• _EXERCISE_: Copy out the listing below without any changes, from the line containing "437, row 20." down through the end of the listing.

• _RECORDS TO PROCESS_:
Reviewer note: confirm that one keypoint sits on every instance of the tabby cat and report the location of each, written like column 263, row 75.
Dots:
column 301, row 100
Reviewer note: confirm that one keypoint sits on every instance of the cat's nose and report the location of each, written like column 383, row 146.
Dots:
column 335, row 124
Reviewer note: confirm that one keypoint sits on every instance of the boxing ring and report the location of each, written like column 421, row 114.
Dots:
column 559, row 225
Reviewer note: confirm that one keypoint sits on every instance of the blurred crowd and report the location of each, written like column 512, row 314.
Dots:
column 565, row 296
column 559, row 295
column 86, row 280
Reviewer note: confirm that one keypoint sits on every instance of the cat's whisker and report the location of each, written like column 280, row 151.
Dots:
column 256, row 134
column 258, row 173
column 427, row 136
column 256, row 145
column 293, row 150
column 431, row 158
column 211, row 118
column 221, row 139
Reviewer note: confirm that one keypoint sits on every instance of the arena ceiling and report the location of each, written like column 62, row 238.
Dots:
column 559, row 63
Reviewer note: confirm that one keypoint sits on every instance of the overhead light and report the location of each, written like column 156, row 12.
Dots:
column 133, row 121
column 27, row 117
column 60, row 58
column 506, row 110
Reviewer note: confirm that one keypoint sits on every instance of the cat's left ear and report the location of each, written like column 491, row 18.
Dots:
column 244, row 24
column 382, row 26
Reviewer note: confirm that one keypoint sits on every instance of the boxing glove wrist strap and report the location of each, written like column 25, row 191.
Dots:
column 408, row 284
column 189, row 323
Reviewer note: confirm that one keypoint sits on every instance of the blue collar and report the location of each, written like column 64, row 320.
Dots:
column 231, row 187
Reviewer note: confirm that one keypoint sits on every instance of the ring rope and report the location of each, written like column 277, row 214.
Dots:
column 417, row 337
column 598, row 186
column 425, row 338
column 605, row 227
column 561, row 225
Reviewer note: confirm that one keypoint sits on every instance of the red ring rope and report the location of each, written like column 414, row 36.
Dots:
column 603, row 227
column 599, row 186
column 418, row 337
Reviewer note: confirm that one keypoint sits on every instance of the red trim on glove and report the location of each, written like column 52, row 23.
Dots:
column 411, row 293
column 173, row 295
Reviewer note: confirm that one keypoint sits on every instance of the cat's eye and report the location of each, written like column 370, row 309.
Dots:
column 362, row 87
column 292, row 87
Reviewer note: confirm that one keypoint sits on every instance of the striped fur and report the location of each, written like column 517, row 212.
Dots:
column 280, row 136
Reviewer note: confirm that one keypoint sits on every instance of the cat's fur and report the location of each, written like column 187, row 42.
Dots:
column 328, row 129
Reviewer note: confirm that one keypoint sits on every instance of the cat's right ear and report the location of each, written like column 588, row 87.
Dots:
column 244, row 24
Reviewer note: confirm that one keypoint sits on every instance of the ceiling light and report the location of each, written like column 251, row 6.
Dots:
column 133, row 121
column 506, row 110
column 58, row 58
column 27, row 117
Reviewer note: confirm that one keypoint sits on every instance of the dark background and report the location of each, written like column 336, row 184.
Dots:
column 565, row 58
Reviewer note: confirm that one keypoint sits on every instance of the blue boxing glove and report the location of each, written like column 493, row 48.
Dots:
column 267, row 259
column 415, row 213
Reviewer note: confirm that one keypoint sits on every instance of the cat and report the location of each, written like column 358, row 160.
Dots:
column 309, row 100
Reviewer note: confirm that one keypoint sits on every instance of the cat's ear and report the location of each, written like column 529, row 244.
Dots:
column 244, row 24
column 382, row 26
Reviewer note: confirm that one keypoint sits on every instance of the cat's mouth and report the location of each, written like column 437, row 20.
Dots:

• _ANSWER TO THE TASK_:
Reviewer note: confirm that one keypoint sits on every instance of the cat's mouth and report the location of each, written like column 437, row 20.
Dots:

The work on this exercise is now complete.